(TEXTE FOURNI):
Une gigantesque plantation illégale de palmiers à huile rase la forêt des peuples autochtones et met en danger la faune et la flore déjà menacée dans le sud du Cameroun
La coupe
à blanc illégale des forêts ancestrales des peuples autochtones Bagyeli a
commencé dans une zone à forte concentration de biodiversité sur la côte
camerounaise. L’accaparement des terres pour les transformer en une plantation
de palmiers à huile grande comme plus de six fois Dakar est l’atteinte la plus
grave commise par l’agro-industrie aux droits des populations autochtones dans
la région depuis des années. [1] Une mise en terre des premiers plants a eu
lieu le 12 septembre.
L’entreprise
camerounaise, Cameroun Vert SA (Camvert) mène des activités dans une zone où
vivent 28 communautés locales. L’entreprise essaie de soudoyer les peuples
autochtones Bagyeli avec des cadeaux tels que des tomates en conserve, des sacs
de riz, du savon… Les villageois des communautés bantous, dont les terres sont
également menacées, se plaignent de la corruption systématique des chefs
traditionnels, d’un processus de consultation bidon et de la destruction des
récoltes par les éléphants chassés de la zone défrichée par les bulldozers de
Camvert.
« Le
projet de Camvert est un cas emblématique de ces projets truffés d’illégalités
et d’abus des droits autochtones qui exacerbent la crise climatique et liées à
la perte de la biodiversité lorsqu’ils voient le jour. Il met encore une fois
en lumière le mythe de la gestion durable des forêts ainsi que le problème
grandissant de la conversion des forêts – y compris les concessions forestières
certifiées “durables” par le Forest Stewardship Council – en plantations
agro-industrielles au Cameroun », [2] affirme le responsable de campagne de
Greenpeace Afrique au Cameroun, Ranèce Ndjeudja.
Le
Rapport d’Étude d’impact environnemental et social (EIES) de Camvert vante des
perspectives de sédentarisation des communautés Bagyeli semi-nomades: « La
méthode de Haute Intensité de Main d’oeuvre (HIMO) permettra de résoudre le
problème de la main d’œuvre non qualifiée, notamment les pygmées des hameaux
riverains ». [3]
Le projet
de Camvert viole la loi camerounaise et les normes internationales. En novembre
dernier, le Premier ministre Joseph Dion
Ngute a illégalement retiré la zone de Camvert du domaine forestier «
permanent ». Pourtant, aucune des deux conditions juridiques préalables à un
tel déclassement n’étaient remplies. [4] Le déclassement de cette zone
représente également une atteinte aux droits des populations locales consacrés
dans la loi camerounaise. [5]
Le 9
avril, suite à ce déclassement, le ministre des Domaines, du Cadastre et des
Affaires foncières de l’État, Henri
Eyebe Ayissi, a approuvé le défrichage d’une zone initiale de 2 500
hectares sur les 60 000 hectares que Camvert cherche à « convertir » en
plantation – une superficie égale à plus de six fois Dakar. En violation des
exigences légales, l’acte du ministre autorisant Camvert à raser une partie de
la forêt est illégal. [6] Greenpeace Afrique et Green Development Advocates
(GDA) demandent que le ministre fasse immédiatement l’objet d’une enquête.

(ACTIVITÉ 1):
Répondez aux questions suivantes d'après le texte fourni.
(a) À quelle date a eu lieu la mise en terre des premiers plants ?
(b) Combien de communautés locales vivent dans la zone où Camvert mène ses activités ?
(c) Quelle superficie initiale le ministre des Domaines, du Cadastre et des Affaires foncières a-t-il autorisé à défricher ?
(ACTIVITÉ 2):
Recopiez le passage du texte fourni compris entre « Une gigantesque plantation » et « le 12 septembre. », ces deux bornes incluses.
(ACTIVITÉ 3):
Relevez toutes les personnes désignées par leur nom dans le texte fourni.

(DONNÉES FOURNIES):
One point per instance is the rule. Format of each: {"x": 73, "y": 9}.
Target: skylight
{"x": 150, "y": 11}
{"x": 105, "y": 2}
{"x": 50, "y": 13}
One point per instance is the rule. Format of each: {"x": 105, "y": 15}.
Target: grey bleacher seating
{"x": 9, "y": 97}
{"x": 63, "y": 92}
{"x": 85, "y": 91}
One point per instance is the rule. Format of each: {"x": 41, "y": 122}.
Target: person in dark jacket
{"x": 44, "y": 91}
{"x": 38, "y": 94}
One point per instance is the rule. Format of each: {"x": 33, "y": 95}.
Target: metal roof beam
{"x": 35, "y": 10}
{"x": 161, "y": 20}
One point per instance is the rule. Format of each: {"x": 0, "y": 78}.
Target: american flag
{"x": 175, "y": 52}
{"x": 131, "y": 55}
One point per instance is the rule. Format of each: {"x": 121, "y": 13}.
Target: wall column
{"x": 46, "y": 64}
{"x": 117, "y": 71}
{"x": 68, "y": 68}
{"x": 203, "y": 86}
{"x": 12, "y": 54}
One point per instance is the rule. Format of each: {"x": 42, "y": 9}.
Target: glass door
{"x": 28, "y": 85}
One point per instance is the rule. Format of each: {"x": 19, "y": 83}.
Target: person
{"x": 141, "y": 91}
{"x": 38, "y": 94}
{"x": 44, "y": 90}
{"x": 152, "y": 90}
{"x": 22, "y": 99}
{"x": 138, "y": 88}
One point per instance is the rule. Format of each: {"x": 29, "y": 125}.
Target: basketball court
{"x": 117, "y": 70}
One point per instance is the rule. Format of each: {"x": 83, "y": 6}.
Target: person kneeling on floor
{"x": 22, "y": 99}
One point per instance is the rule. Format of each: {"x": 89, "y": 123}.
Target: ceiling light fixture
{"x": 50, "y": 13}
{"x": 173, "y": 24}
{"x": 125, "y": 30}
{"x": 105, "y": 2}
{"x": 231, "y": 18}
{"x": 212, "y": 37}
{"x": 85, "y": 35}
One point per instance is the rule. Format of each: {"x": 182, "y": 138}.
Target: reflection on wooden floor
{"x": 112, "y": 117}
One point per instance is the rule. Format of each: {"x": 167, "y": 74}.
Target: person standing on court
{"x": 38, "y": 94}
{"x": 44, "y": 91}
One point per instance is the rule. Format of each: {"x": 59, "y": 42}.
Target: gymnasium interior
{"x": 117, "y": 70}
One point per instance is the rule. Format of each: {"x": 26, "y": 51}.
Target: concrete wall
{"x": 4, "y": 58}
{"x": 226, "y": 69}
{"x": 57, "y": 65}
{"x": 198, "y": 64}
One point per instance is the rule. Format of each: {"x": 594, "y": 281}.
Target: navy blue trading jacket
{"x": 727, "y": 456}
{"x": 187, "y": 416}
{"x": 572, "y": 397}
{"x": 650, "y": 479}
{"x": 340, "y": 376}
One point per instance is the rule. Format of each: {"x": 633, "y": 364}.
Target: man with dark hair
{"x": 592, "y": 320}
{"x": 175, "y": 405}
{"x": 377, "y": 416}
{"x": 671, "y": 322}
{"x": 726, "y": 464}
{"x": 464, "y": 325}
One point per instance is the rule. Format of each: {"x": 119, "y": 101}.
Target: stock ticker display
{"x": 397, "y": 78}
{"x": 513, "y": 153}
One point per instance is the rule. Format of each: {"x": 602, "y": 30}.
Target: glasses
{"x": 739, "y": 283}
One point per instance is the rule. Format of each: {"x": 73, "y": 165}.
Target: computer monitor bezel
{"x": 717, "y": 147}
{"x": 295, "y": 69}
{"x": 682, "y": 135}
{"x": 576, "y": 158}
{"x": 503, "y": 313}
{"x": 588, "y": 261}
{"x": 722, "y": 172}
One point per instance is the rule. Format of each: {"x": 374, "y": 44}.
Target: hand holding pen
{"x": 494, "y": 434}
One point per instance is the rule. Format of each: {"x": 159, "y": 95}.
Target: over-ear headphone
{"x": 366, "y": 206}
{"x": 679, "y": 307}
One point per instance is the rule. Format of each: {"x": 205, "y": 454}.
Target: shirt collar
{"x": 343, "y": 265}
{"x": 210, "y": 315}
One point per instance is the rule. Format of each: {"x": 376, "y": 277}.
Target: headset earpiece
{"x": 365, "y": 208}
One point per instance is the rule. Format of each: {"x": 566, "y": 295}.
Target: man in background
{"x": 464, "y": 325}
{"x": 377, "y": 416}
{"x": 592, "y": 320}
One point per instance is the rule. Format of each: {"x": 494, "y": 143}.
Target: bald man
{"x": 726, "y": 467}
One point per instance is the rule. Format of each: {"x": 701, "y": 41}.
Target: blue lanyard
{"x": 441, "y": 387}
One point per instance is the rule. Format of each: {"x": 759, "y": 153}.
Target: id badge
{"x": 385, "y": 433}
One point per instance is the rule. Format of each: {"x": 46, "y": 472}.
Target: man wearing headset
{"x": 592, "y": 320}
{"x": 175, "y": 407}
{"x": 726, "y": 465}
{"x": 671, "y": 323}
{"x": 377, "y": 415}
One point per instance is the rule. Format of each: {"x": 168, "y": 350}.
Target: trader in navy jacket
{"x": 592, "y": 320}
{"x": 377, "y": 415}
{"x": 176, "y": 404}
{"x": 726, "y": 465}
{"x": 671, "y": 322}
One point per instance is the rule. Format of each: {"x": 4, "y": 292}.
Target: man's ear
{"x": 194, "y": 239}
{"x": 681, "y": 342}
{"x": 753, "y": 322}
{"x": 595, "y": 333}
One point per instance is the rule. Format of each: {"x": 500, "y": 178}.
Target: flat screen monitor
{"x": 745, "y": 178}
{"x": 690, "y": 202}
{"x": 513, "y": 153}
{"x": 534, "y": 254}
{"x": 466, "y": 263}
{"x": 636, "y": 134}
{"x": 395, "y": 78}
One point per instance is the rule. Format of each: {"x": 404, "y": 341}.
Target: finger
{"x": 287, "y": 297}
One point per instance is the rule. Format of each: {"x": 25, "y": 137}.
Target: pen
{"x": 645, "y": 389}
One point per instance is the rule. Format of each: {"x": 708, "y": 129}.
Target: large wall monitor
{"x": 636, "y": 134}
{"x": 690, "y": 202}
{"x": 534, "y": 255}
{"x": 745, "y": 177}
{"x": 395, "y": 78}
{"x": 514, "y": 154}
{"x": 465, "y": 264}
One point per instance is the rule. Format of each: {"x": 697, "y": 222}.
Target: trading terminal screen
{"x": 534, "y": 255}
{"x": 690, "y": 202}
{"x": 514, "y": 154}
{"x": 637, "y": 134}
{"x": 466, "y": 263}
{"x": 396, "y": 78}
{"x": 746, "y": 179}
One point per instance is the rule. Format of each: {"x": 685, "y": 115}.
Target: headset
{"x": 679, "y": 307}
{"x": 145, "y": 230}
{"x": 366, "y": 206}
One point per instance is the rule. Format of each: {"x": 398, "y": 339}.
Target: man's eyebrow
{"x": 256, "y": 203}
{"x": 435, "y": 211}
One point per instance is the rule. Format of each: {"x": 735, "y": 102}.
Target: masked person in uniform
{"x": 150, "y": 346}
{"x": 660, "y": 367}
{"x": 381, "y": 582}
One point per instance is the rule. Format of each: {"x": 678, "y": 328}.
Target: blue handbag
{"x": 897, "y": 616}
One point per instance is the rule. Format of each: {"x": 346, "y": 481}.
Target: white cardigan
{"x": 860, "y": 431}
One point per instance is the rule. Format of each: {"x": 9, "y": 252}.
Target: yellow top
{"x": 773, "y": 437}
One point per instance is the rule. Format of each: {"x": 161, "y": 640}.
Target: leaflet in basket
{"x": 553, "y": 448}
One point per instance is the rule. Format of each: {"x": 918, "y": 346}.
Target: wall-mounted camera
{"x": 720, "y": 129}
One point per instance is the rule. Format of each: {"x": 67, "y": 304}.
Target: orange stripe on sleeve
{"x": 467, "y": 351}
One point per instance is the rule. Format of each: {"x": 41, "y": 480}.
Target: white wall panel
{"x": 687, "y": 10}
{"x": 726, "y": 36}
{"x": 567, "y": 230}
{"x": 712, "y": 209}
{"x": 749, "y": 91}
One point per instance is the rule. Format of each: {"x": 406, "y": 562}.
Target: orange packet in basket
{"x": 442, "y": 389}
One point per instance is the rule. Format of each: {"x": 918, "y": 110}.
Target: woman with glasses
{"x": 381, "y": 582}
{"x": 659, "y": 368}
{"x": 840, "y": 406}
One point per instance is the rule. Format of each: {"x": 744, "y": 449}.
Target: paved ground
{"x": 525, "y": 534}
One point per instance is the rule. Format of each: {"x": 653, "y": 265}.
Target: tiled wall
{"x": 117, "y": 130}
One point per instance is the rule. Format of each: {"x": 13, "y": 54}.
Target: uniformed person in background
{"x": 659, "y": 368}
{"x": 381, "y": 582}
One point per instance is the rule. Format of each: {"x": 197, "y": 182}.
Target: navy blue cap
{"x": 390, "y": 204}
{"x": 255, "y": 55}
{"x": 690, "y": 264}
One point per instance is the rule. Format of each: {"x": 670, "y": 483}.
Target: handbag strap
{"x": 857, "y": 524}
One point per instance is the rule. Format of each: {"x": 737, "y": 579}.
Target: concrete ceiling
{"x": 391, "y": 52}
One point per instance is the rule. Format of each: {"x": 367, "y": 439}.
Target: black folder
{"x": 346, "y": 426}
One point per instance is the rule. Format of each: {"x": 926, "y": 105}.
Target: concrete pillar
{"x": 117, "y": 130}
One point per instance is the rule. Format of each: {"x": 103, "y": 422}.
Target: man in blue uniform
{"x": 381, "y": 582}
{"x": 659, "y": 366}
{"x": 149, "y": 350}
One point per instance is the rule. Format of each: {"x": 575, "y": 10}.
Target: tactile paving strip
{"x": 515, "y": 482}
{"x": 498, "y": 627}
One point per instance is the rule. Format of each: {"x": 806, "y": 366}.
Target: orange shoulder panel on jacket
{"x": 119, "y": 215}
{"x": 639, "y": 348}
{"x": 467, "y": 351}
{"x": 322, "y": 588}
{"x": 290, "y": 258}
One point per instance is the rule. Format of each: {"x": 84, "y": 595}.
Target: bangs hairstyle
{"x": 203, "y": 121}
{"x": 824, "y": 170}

(ZONE DE RÉPONSE 1):
(a) Le 12 septembre.
(b) 28 communautés locales.
(c) 2 500 hectares.

(ZONE DE RÉPONSE 2):
Une gigantesque plantation illégale de palmiers à huile rase la forêt des peuples autochtones et met en danger la faune et la flore déjà menacée dans le sud du Cameroun
La coupe
à blanc illégale des forêts ancestrales des peuples autochtones Bagyeli a
commencé dans une zone à forte concentration de biodiversité sur la côte
camerounaise. L’accaparement des terres pour les transformer en une plantation
de palmiers à huile grande comme plus de six fois Dakar est l’atteinte la plus
grave commise par l’agro-industrie aux droits des populations autochtones dans
la région depuis des années. [1] Une mise en terre des premiers plants a eu
lieu le 12 septembre.

(ZONE DE RÉPONSE 3):
Ranèce Ndjeudja
Joseph Dion Ngute
Henri Eyebe Ayissi